• DIRECTIVE 1:
Return the stretch of the passage on Harvard admissions starting with "Harvard says that" and going on through "set of admits.", copied word for word.
• DIRECTIVE 2:
Write the next part of the passage on Harvard admissions, picking up right after its last sentence.

• DOCUMENT EXCERPT:
A friend of mine who worked in Harvard admissions mentioned to me once that Harvard was not necessarily looking for the smartest students, they were looking for the students who would be the most successful. Outside of academia, success depends on many qualities in addition to sheer intellect and dedication (even for Bill Gates, it is not genius alone that accounts for his success). Within academia, while those qualities are more important than they are outside (on the whole, though with exceptions), there are still other qualities that influence success. And Harvard is not necessarily interested in producing a large number of the next generation of academics, at least with its undergrad admits. For one thing, Harvard can’t maintain its endowment on donations from academics.
Harvard says that it wants to admit 200-300 of the most promising future scholars in each class. Actually, from what I have seen locally, they don’t do too badly at that. But it’s a small fraction of the whole set of admits.

• DATA BLOCK:
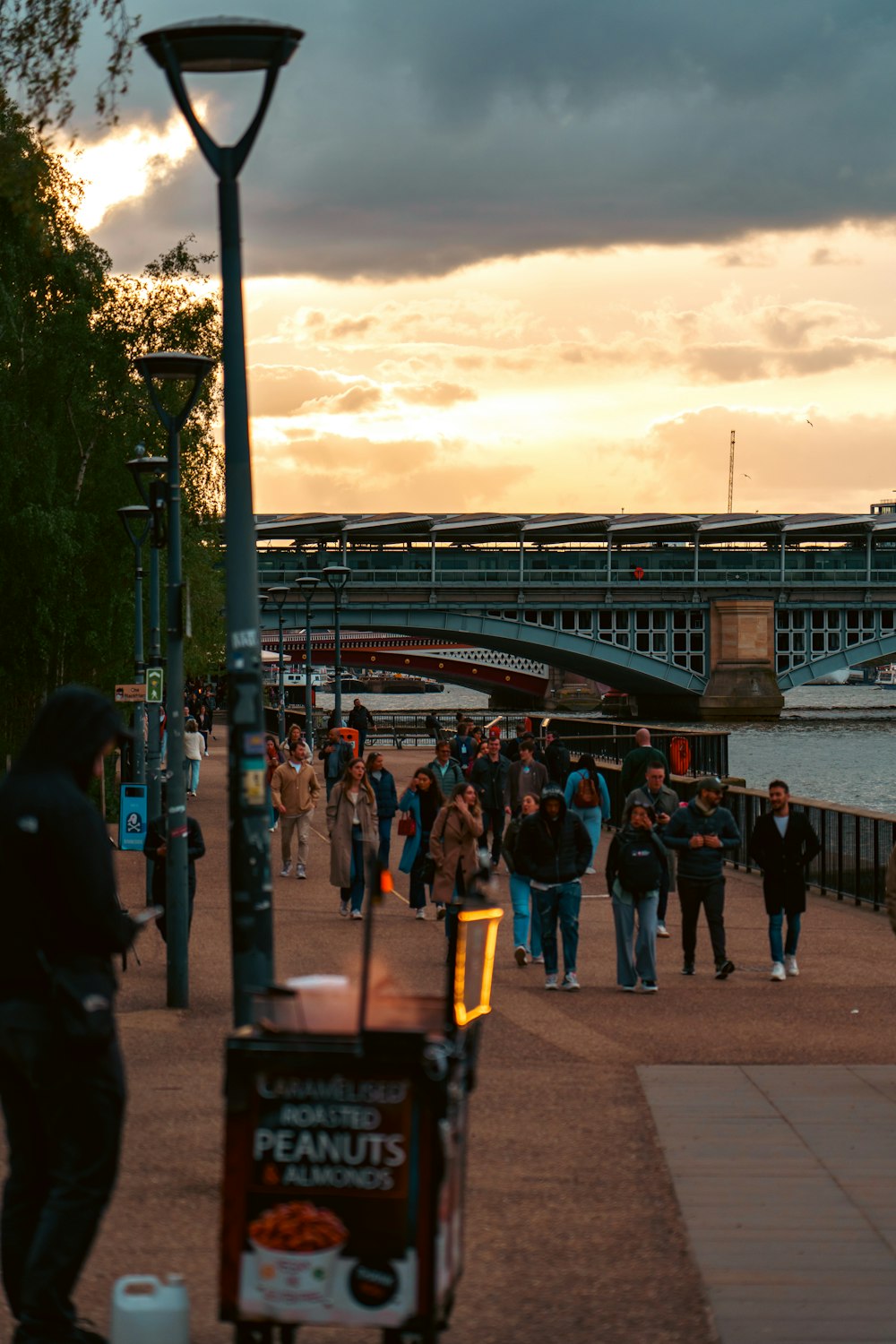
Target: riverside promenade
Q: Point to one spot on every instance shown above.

• FINAL RESULT 1:
Harvard says that it wants to admit 200-300 of the most promising future scholars in each class. Actually, from what I have seen locally, they don’t do too badly at that. But it’s a small fraction of the whole set of admits.

• FINAL RESULT 2:
In my experience, it is rare that a student is counting on a perfect ACT or SAT score alone to gain entry to a top school. Students may underestimate how many students (including themselves) have the “whole package” of high standardized test scores, excellent GPA both weighted and unweighted, rigor in the high school courses, perhaps multiple post-AP courses, and very strong, but not unique extracurricular activities. Students in this category are still rejected from top schools.
I suspect that the admissions committee members at top schools become a bit tired of these students. They are looking for someone who is especially interesting, unique, or funny. They are looking for a student who tugs at their heartstrings. I know that admissions is not a Queen for a Day competition, but I suspect that an essay that somehow makes an emotional connection with an admissions committee member is more effective than you might think, more often than you might guess. Is that applicant a better person, or savvier than other applicants? In reality, most likely not. Also, the admissions committee members are sometimes looking for a student who advances their personal agenda in some way. You can see evidence of this on CC if you read a lot of it and read it carefully.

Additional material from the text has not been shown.